## [Written task 1]
Extract every line of the records below that contains the string "arched". Case counts.

## [Selected text]
Ayanna Nahmias, Editor-in-Chief
Last Modified: 02:18 a.m. EDT, 11 April 2010

Force Feeding for Marriage, Niger, Africa, Photo by Peter OleMAURITANIA, West Africa - Thousands of young girls in the West African country Mauritania, continue to be subjected to the cruel practice of gavage or force-feeding to make them more desirable for marriage.

Every year girls as young as five are routinely forced to undergo the traditional practice of Leblouh so they will be fat enough to secure a larger dowry for their families.

This inhuman practice of force feeding girls, often until they vomit, is as reprehensible as another predominant cultural practice of genital mutilation. Both practices seek to enrich the family through dowries because the girls have been physiologically altered to inflate their marketability to perspective husbands.

Even more traumatic and heart-breaking, is the fact that the perpetrator of these indignities are not strangers, but the mothers and other female members of the girls' immediate and extended family. It is a vicious cycle that becomes a twisted rite of passage wherein the victim becomes the victimizer.

[Entries from a pointing dataset]
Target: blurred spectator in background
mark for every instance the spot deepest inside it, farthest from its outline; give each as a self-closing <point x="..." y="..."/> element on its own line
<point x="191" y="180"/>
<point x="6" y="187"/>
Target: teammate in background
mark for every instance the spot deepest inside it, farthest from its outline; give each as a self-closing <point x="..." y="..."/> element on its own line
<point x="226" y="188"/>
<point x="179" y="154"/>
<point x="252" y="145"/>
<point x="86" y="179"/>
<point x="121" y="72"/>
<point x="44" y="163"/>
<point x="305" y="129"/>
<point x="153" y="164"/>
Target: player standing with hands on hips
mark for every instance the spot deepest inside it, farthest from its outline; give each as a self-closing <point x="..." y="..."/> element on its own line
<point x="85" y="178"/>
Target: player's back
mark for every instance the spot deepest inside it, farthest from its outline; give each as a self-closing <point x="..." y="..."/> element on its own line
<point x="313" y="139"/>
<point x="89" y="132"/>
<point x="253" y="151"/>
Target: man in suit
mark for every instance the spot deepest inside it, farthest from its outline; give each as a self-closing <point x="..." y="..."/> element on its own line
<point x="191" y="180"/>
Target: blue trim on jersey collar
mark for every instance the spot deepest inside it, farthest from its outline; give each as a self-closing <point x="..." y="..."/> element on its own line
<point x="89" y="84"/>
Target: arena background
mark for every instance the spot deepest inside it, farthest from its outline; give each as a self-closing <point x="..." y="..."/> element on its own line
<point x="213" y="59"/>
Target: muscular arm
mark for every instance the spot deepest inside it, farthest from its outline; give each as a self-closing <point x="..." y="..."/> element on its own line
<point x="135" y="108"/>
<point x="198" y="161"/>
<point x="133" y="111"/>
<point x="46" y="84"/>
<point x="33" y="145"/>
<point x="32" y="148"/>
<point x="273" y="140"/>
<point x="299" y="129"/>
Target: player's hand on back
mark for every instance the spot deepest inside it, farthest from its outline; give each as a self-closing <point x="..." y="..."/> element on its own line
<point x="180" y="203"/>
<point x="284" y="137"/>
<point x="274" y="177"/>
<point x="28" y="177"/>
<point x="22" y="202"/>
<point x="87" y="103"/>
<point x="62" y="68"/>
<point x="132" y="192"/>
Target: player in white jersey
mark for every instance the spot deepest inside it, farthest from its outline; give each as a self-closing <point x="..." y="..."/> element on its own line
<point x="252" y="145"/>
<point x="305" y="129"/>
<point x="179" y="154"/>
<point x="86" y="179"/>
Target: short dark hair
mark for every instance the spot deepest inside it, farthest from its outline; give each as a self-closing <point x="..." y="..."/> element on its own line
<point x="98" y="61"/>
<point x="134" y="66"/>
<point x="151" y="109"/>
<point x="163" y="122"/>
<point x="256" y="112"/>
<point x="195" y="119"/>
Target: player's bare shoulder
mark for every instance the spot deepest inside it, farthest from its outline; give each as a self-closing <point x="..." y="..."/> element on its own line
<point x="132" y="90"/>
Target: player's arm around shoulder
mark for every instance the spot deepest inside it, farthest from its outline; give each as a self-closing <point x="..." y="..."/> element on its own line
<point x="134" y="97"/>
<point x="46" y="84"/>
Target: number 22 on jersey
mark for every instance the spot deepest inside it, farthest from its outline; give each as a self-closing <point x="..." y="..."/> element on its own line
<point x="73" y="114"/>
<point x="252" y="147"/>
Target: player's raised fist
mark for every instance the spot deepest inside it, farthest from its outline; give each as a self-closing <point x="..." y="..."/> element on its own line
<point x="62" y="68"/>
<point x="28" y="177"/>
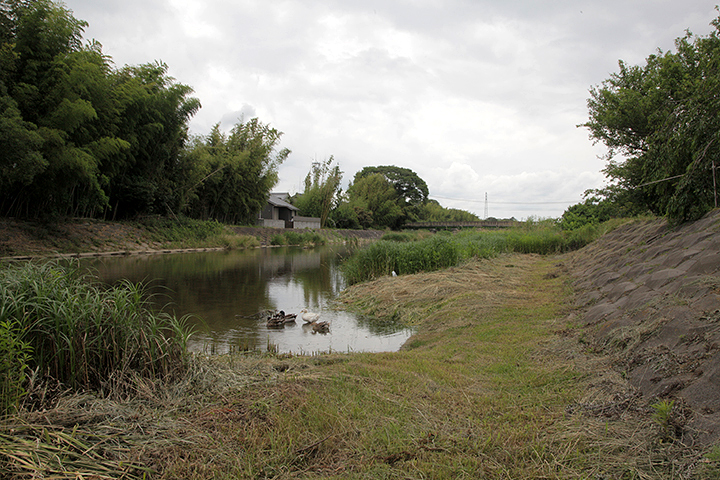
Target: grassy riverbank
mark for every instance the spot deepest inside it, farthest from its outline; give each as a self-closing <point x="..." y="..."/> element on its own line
<point x="490" y="387"/>
<point x="87" y="236"/>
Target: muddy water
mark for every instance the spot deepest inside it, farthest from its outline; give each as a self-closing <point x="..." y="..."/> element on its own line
<point x="222" y="292"/>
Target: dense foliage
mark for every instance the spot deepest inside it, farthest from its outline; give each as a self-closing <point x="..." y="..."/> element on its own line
<point x="322" y="191"/>
<point x="660" y="124"/>
<point x="232" y="174"/>
<point x="403" y="255"/>
<point x="67" y="329"/>
<point x="79" y="137"/>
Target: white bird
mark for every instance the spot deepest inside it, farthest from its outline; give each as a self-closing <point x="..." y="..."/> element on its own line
<point x="309" y="317"/>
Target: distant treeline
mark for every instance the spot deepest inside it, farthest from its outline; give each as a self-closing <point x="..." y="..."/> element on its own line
<point x="79" y="137"/>
<point x="82" y="138"/>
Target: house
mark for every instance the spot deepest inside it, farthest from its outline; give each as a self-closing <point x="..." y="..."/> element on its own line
<point x="279" y="213"/>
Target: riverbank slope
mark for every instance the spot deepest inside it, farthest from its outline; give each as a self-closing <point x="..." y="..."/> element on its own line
<point x="523" y="366"/>
<point x="89" y="236"/>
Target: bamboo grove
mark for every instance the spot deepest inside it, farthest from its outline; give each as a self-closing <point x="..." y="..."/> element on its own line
<point x="79" y="137"/>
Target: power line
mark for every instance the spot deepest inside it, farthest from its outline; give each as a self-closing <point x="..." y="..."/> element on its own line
<point x="503" y="203"/>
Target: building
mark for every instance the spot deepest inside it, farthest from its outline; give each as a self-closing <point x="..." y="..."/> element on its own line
<point x="279" y="213"/>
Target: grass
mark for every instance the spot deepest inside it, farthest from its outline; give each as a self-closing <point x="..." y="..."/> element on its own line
<point x="405" y="253"/>
<point x="185" y="232"/>
<point x="487" y="388"/>
<point x="81" y="335"/>
<point x="296" y="238"/>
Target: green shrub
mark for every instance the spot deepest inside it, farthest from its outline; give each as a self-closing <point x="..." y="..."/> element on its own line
<point x="278" y="239"/>
<point x="14" y="357"/>
<point x="80" y="333"/>
<point x="395" y="253"/>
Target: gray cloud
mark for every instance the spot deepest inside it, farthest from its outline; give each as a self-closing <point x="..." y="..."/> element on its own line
<point x="474" y="95"/>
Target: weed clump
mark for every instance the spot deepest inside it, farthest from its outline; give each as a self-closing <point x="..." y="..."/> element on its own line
<point x="69" y="329"/>
<point x="404" y="253"/>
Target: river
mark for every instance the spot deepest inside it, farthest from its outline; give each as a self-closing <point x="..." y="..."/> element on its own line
<point x="223" y="292"/>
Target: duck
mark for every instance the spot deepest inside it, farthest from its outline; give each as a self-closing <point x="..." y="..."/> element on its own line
<point x="279" y="319"/>
<point x="309" y="317"/>
<point x="321" y="327"/>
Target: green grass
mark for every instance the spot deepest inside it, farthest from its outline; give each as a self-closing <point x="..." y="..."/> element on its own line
<point x="482" y="391"/>
<point x="82" y="335"/>
<point x="405" y="254"/>
<point x="186" y="232"/>
<point x="297" y="239"/>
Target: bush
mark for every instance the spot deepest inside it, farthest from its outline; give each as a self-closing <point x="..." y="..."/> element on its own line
<point x="395" y="253"/>
<point x="14" y="357"/>
<point x="81" y="334"/>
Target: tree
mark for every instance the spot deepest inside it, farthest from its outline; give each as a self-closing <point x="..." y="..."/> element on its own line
<point x="411" y="192"/>
<point x="240" y="171"/>
<point x="79" y="137"/>
<point x="322" y="190"/>
<point x="374" y="200"/>
<point x="662" y="120"/>
<point x="432" y="211"/>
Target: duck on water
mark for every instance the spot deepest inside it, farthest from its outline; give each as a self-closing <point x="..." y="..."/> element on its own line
<point x="311" y="319"/>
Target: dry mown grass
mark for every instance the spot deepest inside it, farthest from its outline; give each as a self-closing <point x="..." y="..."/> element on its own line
<point x="493" y="385"/>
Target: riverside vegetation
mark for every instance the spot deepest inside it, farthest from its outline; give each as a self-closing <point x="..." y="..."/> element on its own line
<point x="489" y="387"/>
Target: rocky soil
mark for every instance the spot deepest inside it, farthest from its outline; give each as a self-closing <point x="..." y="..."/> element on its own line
<point x="650" y="299"/>
<point x="88" y="236"/>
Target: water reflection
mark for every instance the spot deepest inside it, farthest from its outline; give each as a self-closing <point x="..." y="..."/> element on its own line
<point x="224" y="291"/>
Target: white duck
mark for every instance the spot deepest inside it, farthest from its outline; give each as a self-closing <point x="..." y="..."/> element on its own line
<point x="309" y="317"/>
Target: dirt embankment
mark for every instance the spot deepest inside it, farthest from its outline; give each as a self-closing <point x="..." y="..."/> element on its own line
<point x="650" y="299"/>
<point x="87" y="236"/>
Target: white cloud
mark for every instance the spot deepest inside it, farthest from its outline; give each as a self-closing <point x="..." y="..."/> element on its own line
<point x="474" y="96"/>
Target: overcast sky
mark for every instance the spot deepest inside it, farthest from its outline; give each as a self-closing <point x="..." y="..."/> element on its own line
<point x="475" y="96"/>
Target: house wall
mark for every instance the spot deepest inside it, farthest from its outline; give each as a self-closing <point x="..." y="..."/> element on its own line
<point x="264" y="222"/>
<point x="306" y="222"/>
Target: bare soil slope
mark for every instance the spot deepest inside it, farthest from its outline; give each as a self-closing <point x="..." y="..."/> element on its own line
<point x="650" y="299"/>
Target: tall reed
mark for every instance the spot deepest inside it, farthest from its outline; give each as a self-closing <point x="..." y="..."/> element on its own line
<point x="80" y="333"/>
<point x="403" y="255"/>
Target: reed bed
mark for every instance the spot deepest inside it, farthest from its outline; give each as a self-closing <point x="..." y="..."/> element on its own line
<point x="297" y="239"/>
<point x="60" y="325"/>
<point x="407" y="254"/>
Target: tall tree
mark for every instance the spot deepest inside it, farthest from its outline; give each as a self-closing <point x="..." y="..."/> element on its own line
<point x="78" y="136"/>
<point x="322" y="190"/>
<point x="375" y="202"/>
<point x="411" y="191"/>
<point x="240" y="170"/>
<point x="660" y="123"/>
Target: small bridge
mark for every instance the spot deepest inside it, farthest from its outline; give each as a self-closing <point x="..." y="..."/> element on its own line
<point x="480" y="224"/>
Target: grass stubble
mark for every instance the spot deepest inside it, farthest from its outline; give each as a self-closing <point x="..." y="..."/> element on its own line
<point x="492" y="385"/>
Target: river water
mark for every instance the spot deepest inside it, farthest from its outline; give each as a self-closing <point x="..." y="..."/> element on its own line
<point x="224" y="291"/>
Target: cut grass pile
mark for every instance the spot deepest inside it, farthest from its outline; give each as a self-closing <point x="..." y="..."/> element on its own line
<point x="487" y="388"/>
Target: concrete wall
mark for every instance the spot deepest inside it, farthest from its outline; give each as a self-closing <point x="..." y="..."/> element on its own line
<point x="306" y="222"/>
<point x="264" y="222"/>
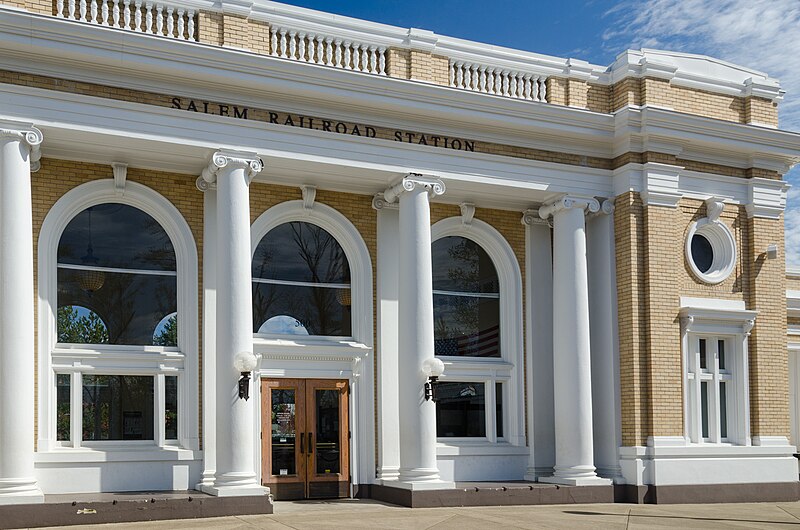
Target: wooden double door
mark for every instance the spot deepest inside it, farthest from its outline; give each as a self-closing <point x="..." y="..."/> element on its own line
<point x="305" y="438"/>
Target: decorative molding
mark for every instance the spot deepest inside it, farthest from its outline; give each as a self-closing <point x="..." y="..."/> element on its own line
<point x="120" y="175"/>
<point x="410" y="182"/>
<point x="250" y="162"/>
<point x="28" y="134"/>
<point x="530" y="217"/>
<point x="467" y="213"/>
<point x="589" y="204"/>
<point x="714" y="208"/>
<point x="309" y="194"/>
<point x="379" y="203"/>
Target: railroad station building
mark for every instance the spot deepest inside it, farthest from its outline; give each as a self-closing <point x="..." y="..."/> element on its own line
<point x="253" y="249"/>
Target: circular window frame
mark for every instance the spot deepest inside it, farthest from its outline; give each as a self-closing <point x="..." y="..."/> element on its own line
<point x="723" y="247"/>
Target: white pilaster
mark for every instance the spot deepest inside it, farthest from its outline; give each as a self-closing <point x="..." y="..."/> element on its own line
<point x="418" y="467"/>
<point x="235" y="418"/>
<point x="388" y="338"/>
<point x="19" y="154"/>
<point x="539" y="345"/>
<point x="604" y="341"/>
<point x="571" y="356"/>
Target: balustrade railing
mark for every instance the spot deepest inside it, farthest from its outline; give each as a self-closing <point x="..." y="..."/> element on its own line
<point x="498" y="81"/>
<point x="147" y="17"/>
<point x="327" y="50"/>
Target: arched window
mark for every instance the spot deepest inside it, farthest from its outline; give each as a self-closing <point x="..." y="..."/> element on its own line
<point x="301" y="283"/>
<point x="117" y="264"/>
<point x="466" y="299"/>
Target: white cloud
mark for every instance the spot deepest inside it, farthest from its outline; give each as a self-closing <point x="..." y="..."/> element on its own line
<point x="760" y="34"/>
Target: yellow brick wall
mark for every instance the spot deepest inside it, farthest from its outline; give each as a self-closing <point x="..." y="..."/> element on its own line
<point x="209" y="28"/>
<point x="629" y="230"/>
<point x="398" y="63"/>
<point x="56" y="177"/>
<point x="768" y="350"/>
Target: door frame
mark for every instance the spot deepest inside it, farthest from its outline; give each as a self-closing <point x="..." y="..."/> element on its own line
<point x="352" y="363"/>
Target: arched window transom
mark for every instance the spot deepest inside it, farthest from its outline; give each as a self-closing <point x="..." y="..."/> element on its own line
<point x="466" y="299"/>
<point x="301" y="283"/>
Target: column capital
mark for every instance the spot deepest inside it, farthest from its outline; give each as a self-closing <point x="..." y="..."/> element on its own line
<point x="28" y="134"/>
<point x="250" y="162"/>
<point x="380" y="203"/>
<point x="568" y="202"/>
<point x="530" y="217"/>
<point x="410" y="182"/>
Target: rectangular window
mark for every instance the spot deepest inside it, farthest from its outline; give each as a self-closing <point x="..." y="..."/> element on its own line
<point x="118" y="407"/>
<point x="63" y="407"/>
<point x="461" y="410"/>
<point x="171" y="407"/>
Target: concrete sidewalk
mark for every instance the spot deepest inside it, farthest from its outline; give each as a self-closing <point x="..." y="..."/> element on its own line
<point x="354" y="513"/>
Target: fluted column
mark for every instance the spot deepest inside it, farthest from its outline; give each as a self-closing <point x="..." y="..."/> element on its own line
<point x="19" y="155"/>
<point x="572" y="375"/>
<point x="235" y="418"/>
<point x="418" y="467"/>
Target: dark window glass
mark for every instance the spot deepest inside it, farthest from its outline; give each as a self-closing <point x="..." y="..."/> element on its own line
<point x="328" y="435"/>
<point x="301" y="283"/>
<point x="498" y="391"/>
<point x="118" y="236"/>
<point x="702" y="253"/>
<point x="63" y="407"/>
<point x="116" y="278"/>
<point x="284" y="433"/>
<point x="460" y="410"/>
<point x="117" y="407"/>
<point x="171" y="407"/>
<point x="466" y="301"/>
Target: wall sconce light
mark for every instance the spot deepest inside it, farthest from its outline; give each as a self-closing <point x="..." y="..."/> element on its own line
<point x="244" y="362"/>
<point x="772" y="252"/>
<point x="433" y="368"/>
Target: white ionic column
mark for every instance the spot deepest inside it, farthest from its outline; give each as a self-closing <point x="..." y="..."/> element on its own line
<point x="388" y="338"/>
<point x="539" y="345"/>
<point x="418" y="467"/>
<point x="235" y="472"/>
<point x="19" y="155"/>
<point x="604" y="340"/>
<point x="572" y="373"/>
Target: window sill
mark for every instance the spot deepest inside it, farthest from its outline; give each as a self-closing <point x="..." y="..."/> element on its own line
<point x="116" y="453"/>
<point x="479" y="448"/>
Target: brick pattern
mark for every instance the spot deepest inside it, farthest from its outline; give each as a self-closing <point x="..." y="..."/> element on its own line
<point x="56" y="177"/>
<point x="235" y="32"/>
<point x="629" y="231"/>
<point x="398" y="63"/>
<point x="429" y="68"/>
<point x="209" y="28"/>
<point x="768" y="349"/>
<point x="258" y="37"/>
<point x="760" y="111"/>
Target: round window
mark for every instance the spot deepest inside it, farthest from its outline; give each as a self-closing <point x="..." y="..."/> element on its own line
<point x="710" y="251"/>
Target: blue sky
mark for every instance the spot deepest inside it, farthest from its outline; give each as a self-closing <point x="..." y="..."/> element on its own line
<point x="760" y="34"/>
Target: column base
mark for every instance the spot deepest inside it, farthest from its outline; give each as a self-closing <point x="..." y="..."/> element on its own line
<point x="20" y="491"/>
<point x="577" y="481"/>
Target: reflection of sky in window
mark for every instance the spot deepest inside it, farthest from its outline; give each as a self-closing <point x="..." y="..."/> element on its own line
<point x="283" y="325"/>
<point x="122" y="237"/>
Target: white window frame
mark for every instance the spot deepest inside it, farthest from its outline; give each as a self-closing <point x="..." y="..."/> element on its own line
<point x="716" y="320"/>
<point x="508" y="368"/>
<point x="107" y="359"/>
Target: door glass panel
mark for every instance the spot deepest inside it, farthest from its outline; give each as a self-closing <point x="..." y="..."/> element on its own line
<point x="283" y="432"/>
<point x="327" y="446"/>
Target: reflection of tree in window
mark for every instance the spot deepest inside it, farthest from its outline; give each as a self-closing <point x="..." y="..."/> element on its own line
<point x="136" y="262"/>
<point x="299" y="272"/>
<point x="466" y="299"/>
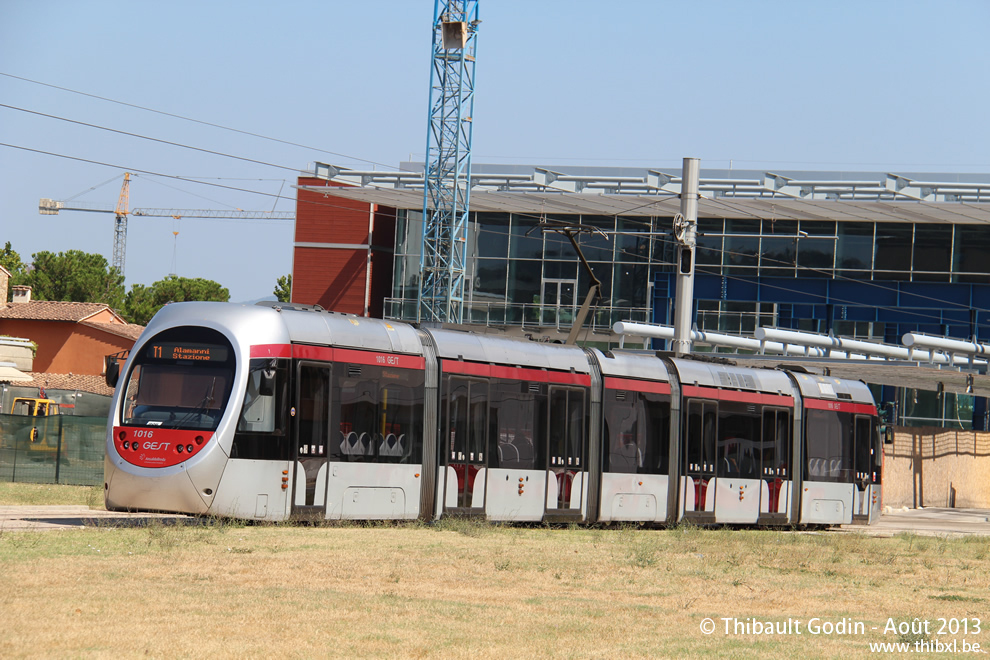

## [Written task 2]
Resume the article on force-feeding girls in Mauritania above, starting right after its final sentence.

## [Written reply 1]
Target: arched window
Target: arched window transom

## [Written reply 2]
Although the Mauritanian government denies that the practice continues while clerics assert that it is contrary to Islamic law; it is a country with over 50% unemployment and vast rural areas populated by nomadic people who live in abject poverty.

It is within this context that obesity among children and the plague of poor body image among women has recently captured international attention. Historically, woman have struggled against fickle standards of beauty established by male perceptions and desires, and promulgated through various mediums and industries.

Currently, in the West an inverse standard of beauty exists as 'waifs' adorn our advertisements and daily assault us through film and video. Thinness has become synonymous with status and wealth, and is yet another way for people in America to discriminate.

In Mauritania and other parts of the world where fast food is not readily available, it is very difficult to gain weight. However, in America poorer women and their children are most susceptible to the accessibility, ease of obtainment, and low-cost of fast food and other non-nutritious food products.

Based upon my experience, the cost of eating healthy, buying organic, and supporting local producers and farmers comprises an astounding 30% of my monthly income. For most people in this country, especially in these challenging economic times, this type of expenditure is impossible.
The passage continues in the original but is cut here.